• [TEXT BLOCK]:
====================
# Walters Music London now a Taylor dealer!!!!!!!



## Lance Romance (Jun 4, 2009)

Yeah baby! In a couple of weeks the first shipment of Taylor guitars will be arriving at Walters! I've been a huge Taylor fan since the beginning and feel they're making some of the finest guitars around. Now I'll be able to go and play lots of them and not get ignored like some other shops we won't mention. I've been pleased watching that store transition from "mall piano and sheet music" to being a really good guitar shop. They needed a premium line of acoustics, and Taylor is the answer to that one.
Mister Romance is a very happy guy! Countdown to ecstasy...


----------



## Jim DaddyO (Mar 20, 2009)

It is on my list of places to visit in my new quest for a 12 string. Which, with difficulty, I am trying to be relaxed and nonchalant about.


----------



## davetcan (Feb 27, 2006)

This is going to make not owning a decent acoustic very difficult indeed. Glen needs to get off his lazy ass and post some of this stuff in the Dealer Emporium


----------



## WaltersLondon (May 11, 2011)

Lol. Will do Dave
I'm new to this whole guitars Canada thing but I will make an effort to start


----------



## Lance Romance (Jun 4, 2009)

JimDaddyO, Taylor makes the easiest-playing 12 strings on the planet! Seriously, 12s that play liike 6s.


----------



## Jim DaddyO (Mar 20, 2009)

Taylor is a bit outside the budget.


----------



## WaltersLondon (May 11, 2011)

Not by these standards. Played this axe today


----------



## Budda (May 29, 2007)

I'm pretty stoked on this news . I was going to get a top-of-the-line Seagull for my next acoustic (need a single cutaway and good electronics), but we'll see what Glenn gets in first.


----------



## Lance Romance (Jun 4, 2009)

First batch of Taylors just arrived!!!! My taste is impeccable as usual...I want the 914 CE! First batch has some nice pieces in it as well as some popularly-priced stuff, and there's another batch due in a few weeks. I've always been a huge Taylor fan because of their easy playability, and these don't disappoint. The 12-string practically plays itself (IMHO the best production 12-strings out there).
====================
• [PROVIDED DATA]:
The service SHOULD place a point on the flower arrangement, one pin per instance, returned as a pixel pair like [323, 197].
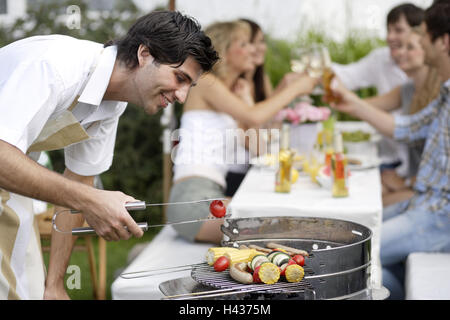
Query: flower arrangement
[303, 112]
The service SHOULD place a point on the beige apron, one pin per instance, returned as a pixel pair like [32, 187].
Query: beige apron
[22, 268]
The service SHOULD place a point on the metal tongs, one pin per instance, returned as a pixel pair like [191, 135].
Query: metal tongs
[134, 206]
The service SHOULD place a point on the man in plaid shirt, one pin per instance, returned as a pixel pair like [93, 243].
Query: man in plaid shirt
[423, 222]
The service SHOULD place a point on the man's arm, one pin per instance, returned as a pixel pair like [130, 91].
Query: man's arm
[104, 210]
[62, 245]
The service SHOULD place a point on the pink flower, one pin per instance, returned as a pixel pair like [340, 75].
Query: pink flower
[303, 112]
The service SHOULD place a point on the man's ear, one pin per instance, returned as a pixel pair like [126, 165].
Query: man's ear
[143, 55]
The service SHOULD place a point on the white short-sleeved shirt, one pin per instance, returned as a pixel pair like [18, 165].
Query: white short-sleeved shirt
[376, 69]
[40, 78]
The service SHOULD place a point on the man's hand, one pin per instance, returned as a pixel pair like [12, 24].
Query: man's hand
[108, 216]
[349, 102]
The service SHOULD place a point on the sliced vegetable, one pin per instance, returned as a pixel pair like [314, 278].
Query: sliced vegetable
[299, 259]
[243, 255]
[214, 253]
[256, 278]
[294, 273]
[217, 209]
[283, 267]
[269, 273]
[221, 264]
[258, 260]
[280, 258]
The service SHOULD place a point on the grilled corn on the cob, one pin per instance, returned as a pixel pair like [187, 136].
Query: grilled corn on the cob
[269, 273]
[294, 273]
[214, 253]
[243, 255]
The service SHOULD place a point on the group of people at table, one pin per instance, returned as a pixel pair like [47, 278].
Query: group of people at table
[218, 75]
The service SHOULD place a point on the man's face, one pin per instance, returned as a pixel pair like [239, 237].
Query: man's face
[157, 85]
[428, 46]
[397, 35]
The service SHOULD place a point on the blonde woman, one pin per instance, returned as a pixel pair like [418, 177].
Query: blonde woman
[219, 101]
[422, 87]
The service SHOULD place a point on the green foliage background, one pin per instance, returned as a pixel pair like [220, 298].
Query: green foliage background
[137, 165]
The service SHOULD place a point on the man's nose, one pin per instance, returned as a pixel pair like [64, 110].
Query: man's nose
[181, 93]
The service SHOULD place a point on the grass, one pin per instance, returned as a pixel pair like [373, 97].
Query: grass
[116, 255]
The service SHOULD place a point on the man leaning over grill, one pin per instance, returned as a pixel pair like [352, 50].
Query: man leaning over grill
[57, 92]
[423, 222]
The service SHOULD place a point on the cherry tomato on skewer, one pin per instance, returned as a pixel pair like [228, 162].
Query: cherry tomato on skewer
[221, 264]
[217, 209]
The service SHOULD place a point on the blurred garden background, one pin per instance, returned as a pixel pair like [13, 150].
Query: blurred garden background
[137, 167]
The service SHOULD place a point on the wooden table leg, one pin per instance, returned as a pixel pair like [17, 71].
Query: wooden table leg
[102, 269]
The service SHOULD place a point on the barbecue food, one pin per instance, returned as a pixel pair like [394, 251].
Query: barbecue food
[214, 253]
[238, 272]
[269, 273]
[244, 255]
[290, 250]
[221, 264]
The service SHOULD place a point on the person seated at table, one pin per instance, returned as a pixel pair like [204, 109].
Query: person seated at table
[260, 89]
[380, 69]
[421, 223]
[219, 101]
[409, 98]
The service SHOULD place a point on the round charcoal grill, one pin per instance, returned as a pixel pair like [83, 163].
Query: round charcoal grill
[338, 266]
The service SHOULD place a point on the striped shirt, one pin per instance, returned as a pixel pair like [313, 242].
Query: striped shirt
[432, 124]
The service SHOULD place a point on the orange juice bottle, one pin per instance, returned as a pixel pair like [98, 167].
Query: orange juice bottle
[339, 169]
[285, 159]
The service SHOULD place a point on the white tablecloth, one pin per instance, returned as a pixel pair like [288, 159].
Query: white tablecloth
[256, 197]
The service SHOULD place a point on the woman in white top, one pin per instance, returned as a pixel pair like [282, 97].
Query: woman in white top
[409, 98]
[200, 157]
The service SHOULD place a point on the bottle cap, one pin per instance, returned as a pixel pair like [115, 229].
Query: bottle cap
[338, 143]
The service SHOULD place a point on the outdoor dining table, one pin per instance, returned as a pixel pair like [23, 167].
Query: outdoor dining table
[256, 197]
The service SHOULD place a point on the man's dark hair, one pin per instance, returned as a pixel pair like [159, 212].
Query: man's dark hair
[171, 38]
[413, 14]
[437, 19]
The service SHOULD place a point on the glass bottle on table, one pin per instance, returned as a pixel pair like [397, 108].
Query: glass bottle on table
[327, 77]
[339, 169]
[285, 158]
[328, 143]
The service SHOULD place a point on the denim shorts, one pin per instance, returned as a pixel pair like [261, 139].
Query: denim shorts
[413, 228]
[194, 188]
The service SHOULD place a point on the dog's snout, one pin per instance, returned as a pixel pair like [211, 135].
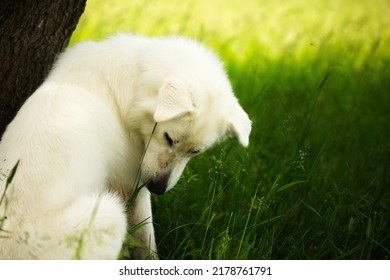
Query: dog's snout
[158, 186]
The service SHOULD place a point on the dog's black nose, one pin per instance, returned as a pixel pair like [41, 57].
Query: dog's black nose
[158, 186]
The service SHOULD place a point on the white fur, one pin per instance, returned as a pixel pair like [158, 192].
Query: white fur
[81, 137]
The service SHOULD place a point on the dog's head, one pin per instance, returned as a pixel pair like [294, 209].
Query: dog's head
[190, 118]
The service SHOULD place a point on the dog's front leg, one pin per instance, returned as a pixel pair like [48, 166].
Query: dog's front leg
[141, 227]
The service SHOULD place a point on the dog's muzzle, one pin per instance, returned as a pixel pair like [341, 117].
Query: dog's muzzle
[158, 186]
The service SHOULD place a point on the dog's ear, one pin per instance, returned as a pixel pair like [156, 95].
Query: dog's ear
[240, 125]
[174, 100]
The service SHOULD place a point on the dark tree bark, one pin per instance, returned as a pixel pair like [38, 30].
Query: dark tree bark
[32, 33]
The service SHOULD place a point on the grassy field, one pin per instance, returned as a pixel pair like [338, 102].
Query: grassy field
[314, 77]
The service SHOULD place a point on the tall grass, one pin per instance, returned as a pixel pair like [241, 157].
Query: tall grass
====================
• [TASK DESCRIPTION]: Pick up the forum thread about Walters Music London becoming a Taylor dealer and continue it from where it stops.

• [EXPECTED ANSWER]:
If you haven't been to Walters in awhile it's REALLY WORTH the trip!


----------



## Lance Romance (Jun 4, 2009)

And even more breaking news!!! On Tuesday November 13th the Taylor Roadshow comes to Walters! If you've never been to one of these you owe it to yourself to attend. Cool players, insanely cool guitars, lots of people answering your questions...just a plain ol' good time to be had by all!


----------



## Danno (Jul 27, 2012)

Walter's Masonville store IS a great place to shop and try gear. The staff are all knowledgable and friendly.. and NOW... Taylor guitars! I need to get in there soon!


----------



## Lance Romance (Jun 4, 2009)

Was in today and they've sold every Taylor but two (although one is spoken for). What's that, 17 in a week? More on the way end of this coming week.


----------



## WaltersLondon (May 11, 2011)

The second batch of Awesome Taylor guitars has just arrived!!!!! Come on in and get a taste of the Taylor Experience.


----------



## Lance Romance (Jun 4, 2009)

Darn, just left two hours ago! Guess I've got to head back, as there's a 514ce due in that might just be the Magical One (I'll leave it for a customer Glenn LOL!)


----------



## Lance Romance (Jun 4, 2009)

Well, the 514ce is as good as I expected! Magical wood combination (tropical mahogany and red cedar top). However, they also got a 814ce (Indian rosewood and Sitka spruce top) in that is extremely sexiful. Another standout was the very affordable 214ce BLACK, which just looks "rock and roll"!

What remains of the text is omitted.